::: Input :::
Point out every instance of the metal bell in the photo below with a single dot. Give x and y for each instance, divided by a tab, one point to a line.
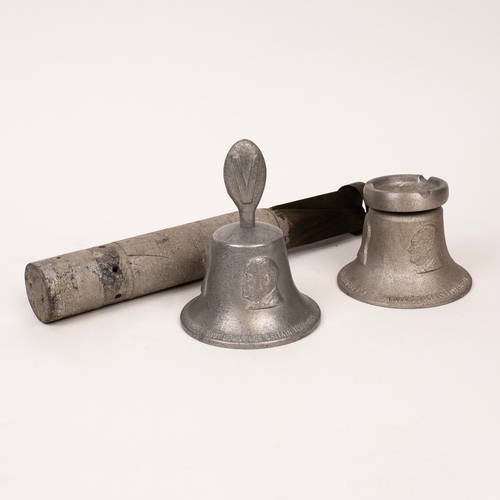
248	298
403	261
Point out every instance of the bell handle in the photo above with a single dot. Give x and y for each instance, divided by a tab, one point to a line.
245	179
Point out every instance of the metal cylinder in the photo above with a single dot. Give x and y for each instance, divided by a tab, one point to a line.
84	280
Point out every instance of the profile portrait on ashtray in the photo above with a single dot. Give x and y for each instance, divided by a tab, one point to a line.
260	283
424	251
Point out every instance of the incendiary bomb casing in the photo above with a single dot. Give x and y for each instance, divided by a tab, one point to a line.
403	261
88	279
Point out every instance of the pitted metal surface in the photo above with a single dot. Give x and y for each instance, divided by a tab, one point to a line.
403	261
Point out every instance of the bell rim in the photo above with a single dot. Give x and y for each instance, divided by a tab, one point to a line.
314	310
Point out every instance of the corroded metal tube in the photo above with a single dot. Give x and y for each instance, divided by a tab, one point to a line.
88	279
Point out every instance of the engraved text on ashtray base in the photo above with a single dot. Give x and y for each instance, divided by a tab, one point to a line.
458	288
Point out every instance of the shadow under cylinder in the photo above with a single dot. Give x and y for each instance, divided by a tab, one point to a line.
403	261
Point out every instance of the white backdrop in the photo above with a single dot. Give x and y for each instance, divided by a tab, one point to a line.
115	119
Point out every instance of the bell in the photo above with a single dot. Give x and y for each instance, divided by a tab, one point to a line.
403	261
248	298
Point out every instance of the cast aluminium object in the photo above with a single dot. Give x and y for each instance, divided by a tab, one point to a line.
248	298
107	274
403	261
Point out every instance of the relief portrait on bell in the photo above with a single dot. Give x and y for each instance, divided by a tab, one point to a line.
424	250
260	283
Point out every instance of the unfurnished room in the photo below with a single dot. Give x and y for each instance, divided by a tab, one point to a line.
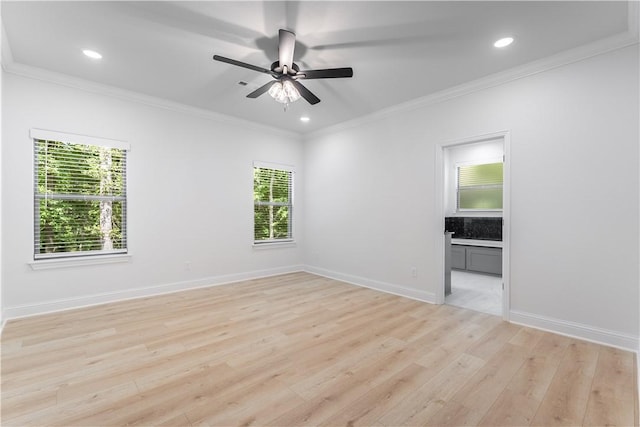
319	213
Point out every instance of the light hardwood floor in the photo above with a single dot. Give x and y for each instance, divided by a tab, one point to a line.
299	349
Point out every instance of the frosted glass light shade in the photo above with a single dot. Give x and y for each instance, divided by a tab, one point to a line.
284	92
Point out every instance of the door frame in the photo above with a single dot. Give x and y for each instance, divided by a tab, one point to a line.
506	214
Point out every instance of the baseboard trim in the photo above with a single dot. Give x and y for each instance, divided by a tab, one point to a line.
374	284
29	310
576	330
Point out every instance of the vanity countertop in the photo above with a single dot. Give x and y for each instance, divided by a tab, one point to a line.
473	242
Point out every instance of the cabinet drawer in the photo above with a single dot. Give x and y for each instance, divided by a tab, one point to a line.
484	260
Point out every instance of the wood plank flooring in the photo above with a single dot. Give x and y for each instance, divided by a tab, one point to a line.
302	350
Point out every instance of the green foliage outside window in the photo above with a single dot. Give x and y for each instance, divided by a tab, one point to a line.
272	195
80	199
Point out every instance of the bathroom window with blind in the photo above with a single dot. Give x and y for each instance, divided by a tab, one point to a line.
272	203
480	187
80	195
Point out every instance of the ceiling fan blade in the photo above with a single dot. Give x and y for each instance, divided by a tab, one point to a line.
306	93
262	89
286	46
243	65
331	73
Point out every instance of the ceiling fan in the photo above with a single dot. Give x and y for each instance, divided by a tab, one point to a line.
286	88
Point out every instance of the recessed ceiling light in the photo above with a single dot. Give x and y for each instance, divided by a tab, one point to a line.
92	54
504	42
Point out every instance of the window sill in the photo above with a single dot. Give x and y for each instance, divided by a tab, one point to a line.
275	245
46	264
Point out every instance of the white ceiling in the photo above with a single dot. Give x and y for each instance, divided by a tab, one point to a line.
399	51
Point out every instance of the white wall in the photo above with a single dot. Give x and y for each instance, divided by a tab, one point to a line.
574	195
189	190
483	152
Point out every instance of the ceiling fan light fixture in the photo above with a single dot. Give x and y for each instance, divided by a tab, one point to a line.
92	54
503	42
284	92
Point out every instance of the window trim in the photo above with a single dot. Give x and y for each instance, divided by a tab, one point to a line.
457	188
290	241
64	259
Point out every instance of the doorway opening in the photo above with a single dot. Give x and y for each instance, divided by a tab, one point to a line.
473	217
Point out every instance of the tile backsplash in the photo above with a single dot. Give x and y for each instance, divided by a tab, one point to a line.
481	228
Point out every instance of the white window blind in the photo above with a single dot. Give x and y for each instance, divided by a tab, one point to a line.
80	199
273	203
480	186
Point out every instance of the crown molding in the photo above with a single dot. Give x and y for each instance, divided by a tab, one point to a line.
561	59
96	88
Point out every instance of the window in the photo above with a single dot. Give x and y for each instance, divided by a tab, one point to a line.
273	203
480	187
80	201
:::
Extract exactly the lines between the line containing "Point out every instance of the ceiling fan light" and the end of the data, including both.

Point out every instance of the ceiling fan light fixture in the photo above with a single dot. Give x and y for each instance, divided by a tab, one point to a line.
92	54
503	42
284	92
Point out every instance of the window trim in the photo above with a single dot. Give x and y for each instance, divided by a tab, one point to a line.
457	188
290	241
64	259
Point out every instance of the doorway opening in the photo above with a single dot. Give x and y for each instance, divided by a tab, one point to a line.
473	217
Point out every instance of the tile backsplash in the photo above with a single dot. Give x and y for each instance, divided by a tab, one point to a line.
481	228
Point out every instance of the white window blind in the photo above with a single dot. Give x and y for each instance, divided by a tab, one point to a line.
80	199
273	203
480	186
Point out every instance of the crown molding in the photo above with a single dot. Give x and y for each instance, divided by a tab, one point to a line.
561	59
96	88
Point out every instance of the window in the photo above with a single dot. Give x and y for each instance, divided by a tab, one point to a line.
273	203
480	187
80	201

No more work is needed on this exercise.